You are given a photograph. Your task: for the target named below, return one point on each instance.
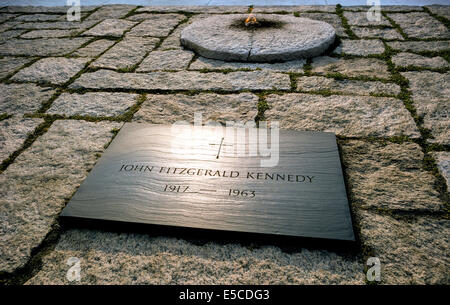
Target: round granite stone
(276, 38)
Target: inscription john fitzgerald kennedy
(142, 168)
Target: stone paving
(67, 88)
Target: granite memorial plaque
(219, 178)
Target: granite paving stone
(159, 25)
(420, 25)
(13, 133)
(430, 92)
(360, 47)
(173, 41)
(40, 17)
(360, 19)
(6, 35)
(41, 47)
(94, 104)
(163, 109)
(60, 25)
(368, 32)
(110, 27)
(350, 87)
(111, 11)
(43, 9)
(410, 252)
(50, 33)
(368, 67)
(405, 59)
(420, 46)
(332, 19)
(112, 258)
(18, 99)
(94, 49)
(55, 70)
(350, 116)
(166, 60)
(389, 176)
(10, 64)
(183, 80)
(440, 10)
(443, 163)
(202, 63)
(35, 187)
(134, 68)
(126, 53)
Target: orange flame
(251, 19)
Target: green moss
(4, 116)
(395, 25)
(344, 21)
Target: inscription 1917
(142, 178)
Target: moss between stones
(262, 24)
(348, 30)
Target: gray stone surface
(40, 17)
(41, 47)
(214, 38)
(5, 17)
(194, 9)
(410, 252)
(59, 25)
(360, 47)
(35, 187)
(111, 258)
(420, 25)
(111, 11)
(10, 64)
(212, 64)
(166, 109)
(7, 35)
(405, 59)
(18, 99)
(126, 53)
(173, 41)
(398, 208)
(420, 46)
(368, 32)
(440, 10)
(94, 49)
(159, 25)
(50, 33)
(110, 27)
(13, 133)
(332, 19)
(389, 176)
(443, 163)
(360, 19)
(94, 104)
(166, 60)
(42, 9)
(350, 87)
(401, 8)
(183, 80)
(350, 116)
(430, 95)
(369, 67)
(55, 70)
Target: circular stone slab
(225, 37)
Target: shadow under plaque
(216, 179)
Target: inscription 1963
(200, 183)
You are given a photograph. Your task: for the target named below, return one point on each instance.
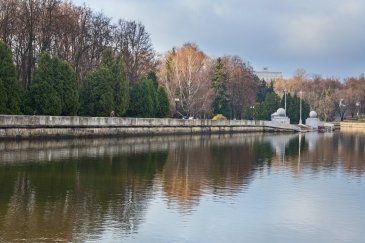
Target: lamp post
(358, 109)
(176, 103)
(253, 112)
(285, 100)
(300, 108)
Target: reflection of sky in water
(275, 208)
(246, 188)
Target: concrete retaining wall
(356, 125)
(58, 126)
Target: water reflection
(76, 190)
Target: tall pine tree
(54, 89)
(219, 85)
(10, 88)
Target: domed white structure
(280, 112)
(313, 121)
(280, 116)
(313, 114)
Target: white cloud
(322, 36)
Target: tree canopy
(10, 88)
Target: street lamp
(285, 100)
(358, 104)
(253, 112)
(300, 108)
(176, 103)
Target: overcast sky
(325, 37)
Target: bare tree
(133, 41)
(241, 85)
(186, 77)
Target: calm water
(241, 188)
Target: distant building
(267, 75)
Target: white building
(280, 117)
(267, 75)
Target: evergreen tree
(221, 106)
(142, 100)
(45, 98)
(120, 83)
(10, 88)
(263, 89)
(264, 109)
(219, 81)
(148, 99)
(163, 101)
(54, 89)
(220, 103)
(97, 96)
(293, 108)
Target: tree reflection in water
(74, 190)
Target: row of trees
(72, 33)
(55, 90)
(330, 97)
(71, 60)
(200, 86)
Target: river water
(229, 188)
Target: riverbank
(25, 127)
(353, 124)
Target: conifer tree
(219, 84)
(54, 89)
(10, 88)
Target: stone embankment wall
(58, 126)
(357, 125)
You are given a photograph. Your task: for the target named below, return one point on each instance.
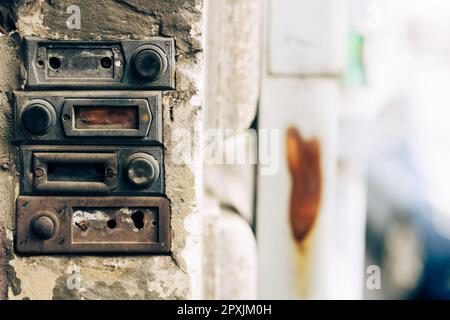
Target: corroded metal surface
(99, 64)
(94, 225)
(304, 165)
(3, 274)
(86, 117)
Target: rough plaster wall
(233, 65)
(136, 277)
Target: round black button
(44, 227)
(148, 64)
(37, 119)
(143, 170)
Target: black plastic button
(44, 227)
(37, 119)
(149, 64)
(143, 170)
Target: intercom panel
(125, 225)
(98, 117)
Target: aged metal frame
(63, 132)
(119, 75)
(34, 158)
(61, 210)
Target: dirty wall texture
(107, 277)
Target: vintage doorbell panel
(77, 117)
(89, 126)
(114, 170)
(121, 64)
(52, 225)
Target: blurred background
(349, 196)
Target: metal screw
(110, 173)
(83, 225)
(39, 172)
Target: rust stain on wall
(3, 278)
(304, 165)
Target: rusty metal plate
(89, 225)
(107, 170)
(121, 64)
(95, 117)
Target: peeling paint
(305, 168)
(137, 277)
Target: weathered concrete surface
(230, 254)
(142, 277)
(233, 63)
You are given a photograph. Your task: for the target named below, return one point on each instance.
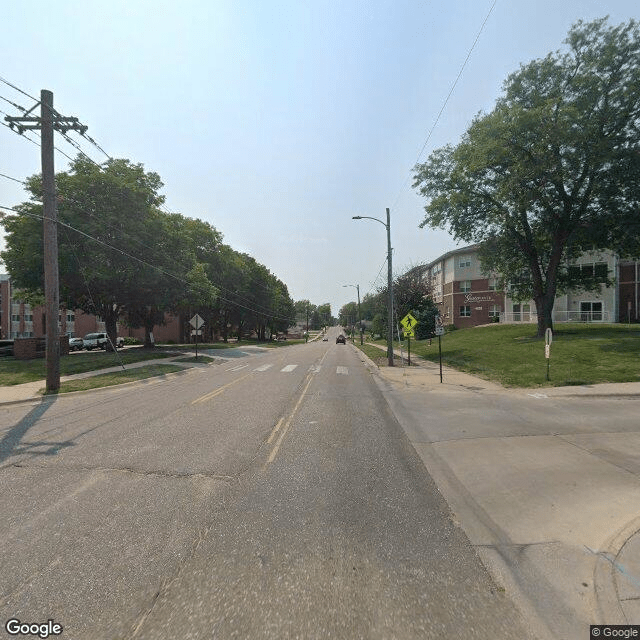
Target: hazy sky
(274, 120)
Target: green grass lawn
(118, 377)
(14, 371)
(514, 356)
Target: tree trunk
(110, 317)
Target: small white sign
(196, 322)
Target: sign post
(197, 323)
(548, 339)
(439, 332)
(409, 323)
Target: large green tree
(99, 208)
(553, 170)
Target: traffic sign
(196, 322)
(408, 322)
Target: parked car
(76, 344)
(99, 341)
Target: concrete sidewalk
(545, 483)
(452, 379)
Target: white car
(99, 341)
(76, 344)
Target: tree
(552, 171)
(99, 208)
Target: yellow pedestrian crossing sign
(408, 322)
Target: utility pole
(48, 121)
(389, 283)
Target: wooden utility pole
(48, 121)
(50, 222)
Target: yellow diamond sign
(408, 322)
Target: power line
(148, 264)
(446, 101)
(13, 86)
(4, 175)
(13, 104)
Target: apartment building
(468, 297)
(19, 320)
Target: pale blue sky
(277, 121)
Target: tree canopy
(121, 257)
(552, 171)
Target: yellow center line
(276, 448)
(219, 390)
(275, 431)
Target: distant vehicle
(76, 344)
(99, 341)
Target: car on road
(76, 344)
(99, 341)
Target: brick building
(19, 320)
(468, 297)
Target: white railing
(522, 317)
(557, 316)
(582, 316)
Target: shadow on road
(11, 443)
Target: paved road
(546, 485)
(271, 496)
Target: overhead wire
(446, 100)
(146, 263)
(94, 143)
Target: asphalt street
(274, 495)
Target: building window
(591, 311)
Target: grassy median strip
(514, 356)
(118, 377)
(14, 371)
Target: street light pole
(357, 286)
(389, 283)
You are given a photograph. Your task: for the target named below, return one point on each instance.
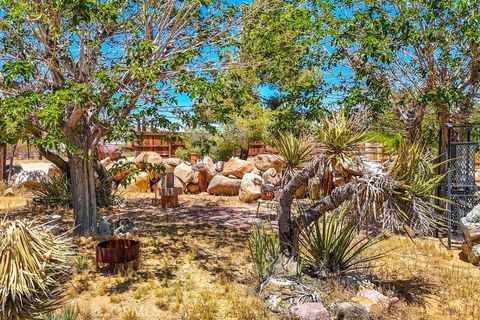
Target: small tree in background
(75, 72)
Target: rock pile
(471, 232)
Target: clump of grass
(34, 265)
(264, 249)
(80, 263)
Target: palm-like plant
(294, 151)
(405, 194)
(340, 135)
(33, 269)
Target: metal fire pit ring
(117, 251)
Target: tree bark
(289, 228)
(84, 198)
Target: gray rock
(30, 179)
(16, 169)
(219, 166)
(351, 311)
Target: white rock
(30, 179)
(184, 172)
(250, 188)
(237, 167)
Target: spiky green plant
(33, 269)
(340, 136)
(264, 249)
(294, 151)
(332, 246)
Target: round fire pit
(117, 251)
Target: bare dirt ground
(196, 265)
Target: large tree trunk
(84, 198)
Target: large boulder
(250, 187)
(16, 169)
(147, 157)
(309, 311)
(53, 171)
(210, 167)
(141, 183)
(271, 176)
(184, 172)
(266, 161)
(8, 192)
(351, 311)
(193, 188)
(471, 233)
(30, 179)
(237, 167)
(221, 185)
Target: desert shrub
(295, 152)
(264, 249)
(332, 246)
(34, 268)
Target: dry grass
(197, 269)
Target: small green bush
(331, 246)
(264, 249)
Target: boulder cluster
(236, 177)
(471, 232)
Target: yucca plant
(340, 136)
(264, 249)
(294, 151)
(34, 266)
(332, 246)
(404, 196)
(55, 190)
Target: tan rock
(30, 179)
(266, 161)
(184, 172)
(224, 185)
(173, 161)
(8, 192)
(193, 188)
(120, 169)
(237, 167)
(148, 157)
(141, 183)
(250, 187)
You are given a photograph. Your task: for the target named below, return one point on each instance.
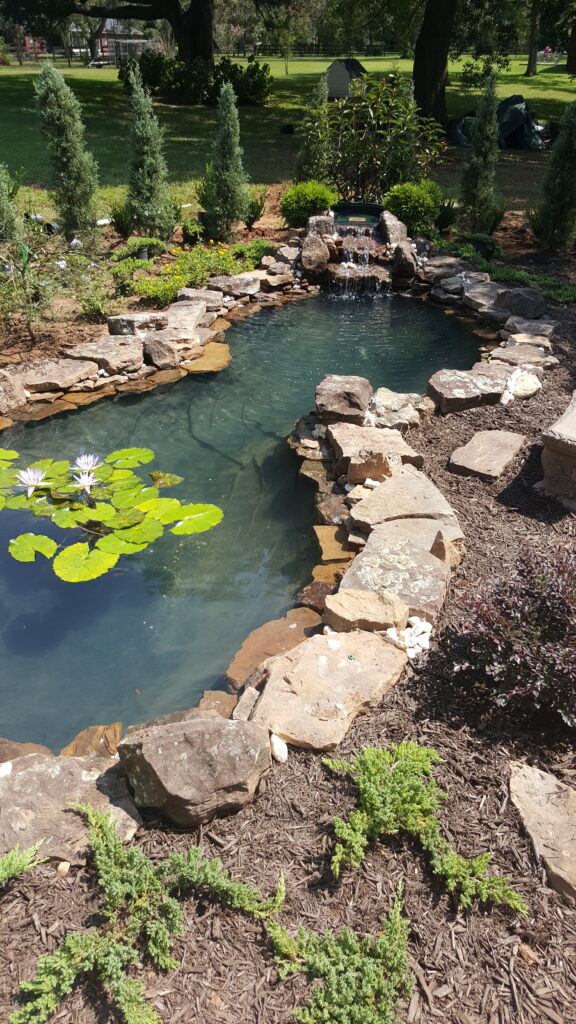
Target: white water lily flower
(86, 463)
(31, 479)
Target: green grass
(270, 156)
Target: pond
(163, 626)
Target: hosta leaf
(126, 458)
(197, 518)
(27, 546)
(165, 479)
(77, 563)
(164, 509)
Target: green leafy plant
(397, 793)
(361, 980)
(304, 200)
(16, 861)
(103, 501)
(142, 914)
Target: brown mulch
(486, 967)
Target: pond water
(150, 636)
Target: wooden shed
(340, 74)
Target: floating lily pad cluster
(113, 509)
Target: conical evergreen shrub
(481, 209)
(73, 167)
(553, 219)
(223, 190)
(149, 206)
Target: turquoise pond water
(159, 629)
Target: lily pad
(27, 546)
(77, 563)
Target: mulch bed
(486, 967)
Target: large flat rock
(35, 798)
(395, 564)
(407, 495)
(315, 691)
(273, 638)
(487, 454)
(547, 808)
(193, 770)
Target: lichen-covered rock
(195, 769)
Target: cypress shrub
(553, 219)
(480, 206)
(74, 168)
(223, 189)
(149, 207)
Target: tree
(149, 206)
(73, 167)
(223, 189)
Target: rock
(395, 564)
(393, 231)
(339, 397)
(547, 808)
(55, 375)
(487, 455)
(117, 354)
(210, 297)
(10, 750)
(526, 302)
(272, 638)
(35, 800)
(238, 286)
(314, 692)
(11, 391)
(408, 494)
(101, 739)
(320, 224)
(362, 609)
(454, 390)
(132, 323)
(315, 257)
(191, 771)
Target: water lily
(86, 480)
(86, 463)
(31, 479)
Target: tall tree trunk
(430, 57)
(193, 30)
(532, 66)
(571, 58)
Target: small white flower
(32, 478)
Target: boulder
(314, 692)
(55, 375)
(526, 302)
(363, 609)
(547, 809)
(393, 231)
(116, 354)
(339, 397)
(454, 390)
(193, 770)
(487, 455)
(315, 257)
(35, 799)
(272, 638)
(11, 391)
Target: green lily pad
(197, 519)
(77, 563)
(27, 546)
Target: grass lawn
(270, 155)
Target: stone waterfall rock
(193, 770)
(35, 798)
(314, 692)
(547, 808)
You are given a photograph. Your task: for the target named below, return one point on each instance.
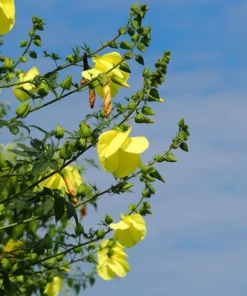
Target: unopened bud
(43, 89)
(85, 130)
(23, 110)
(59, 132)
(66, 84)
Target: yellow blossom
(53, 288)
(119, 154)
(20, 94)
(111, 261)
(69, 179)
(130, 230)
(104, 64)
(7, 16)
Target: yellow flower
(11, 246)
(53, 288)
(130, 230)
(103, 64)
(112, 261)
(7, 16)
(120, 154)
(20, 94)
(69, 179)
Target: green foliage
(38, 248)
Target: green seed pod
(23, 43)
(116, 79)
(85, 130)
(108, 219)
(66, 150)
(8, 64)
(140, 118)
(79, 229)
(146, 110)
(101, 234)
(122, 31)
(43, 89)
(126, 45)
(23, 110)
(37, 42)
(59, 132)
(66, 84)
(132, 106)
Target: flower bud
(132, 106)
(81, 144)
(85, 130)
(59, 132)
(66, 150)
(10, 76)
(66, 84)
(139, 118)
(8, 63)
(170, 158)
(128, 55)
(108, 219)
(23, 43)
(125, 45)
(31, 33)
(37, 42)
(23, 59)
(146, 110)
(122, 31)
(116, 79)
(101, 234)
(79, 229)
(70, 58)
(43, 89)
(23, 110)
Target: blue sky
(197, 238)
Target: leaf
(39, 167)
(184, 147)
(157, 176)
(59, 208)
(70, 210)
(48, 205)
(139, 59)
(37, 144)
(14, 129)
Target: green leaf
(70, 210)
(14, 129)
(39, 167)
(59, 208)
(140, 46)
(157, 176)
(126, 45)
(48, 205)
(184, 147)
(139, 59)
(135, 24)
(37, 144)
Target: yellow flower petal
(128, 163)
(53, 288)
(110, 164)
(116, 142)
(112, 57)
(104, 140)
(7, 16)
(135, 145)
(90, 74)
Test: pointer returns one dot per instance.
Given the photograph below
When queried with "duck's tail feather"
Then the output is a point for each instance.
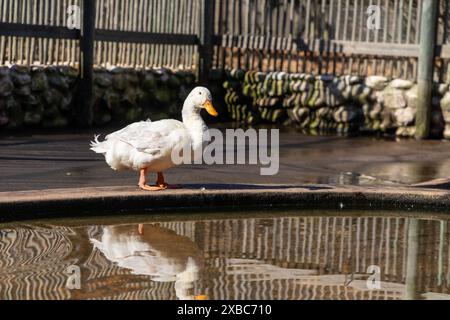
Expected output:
○ ○ ○
Reproduce verbatim, and only, the lines starting at the one that contains "Target: flower bud" and ending with the final line of the records; leave out the pictures.

Target: flower bud
(132, 106)
(81, 144)
(85, 130)
(59, 132)
(66, 150)
(10, 76)
(66, 84)
(139, 118)
(8, 63)
(170, 158)
(128, 55)
(108, 219)
(23, 43)
(125, 45)
(31, 33)
(37, 42)
(23, 59)
(146, 110)
(122, 31)
(116, 79)
(101, 234)
(79, 229)
(70, 58)
(43, 89)
(23, 110)
Target: blue sky
(197, 238)
Target: leaf
(39, 167)
(184, 147)
(157, 176)
(59, 208)
(70, 210)
(48, 205)
(139, 59)
(37, 144)
(14, 129)
Target: green leaf
(70, 210)
(14, 129)
(39, 167)
(59, 208)
(140, 46)
(157, 176)
(126, 45)
(48, 205)
(184, 147)
(139, 59)
(135, 24)
(37, 144)
Target: yellow flower petal
(128, 163)
(53, 288)
(110, 164)
(116, 142)
(112, 57)
(104, 140)
(7, 16)
(135, 145)
(90, 74)
Test: pointer returns one dot per instance.
Given the photograph below
When queried with "duck's tail feather"
Then the output is a point for each instance.
Expected output:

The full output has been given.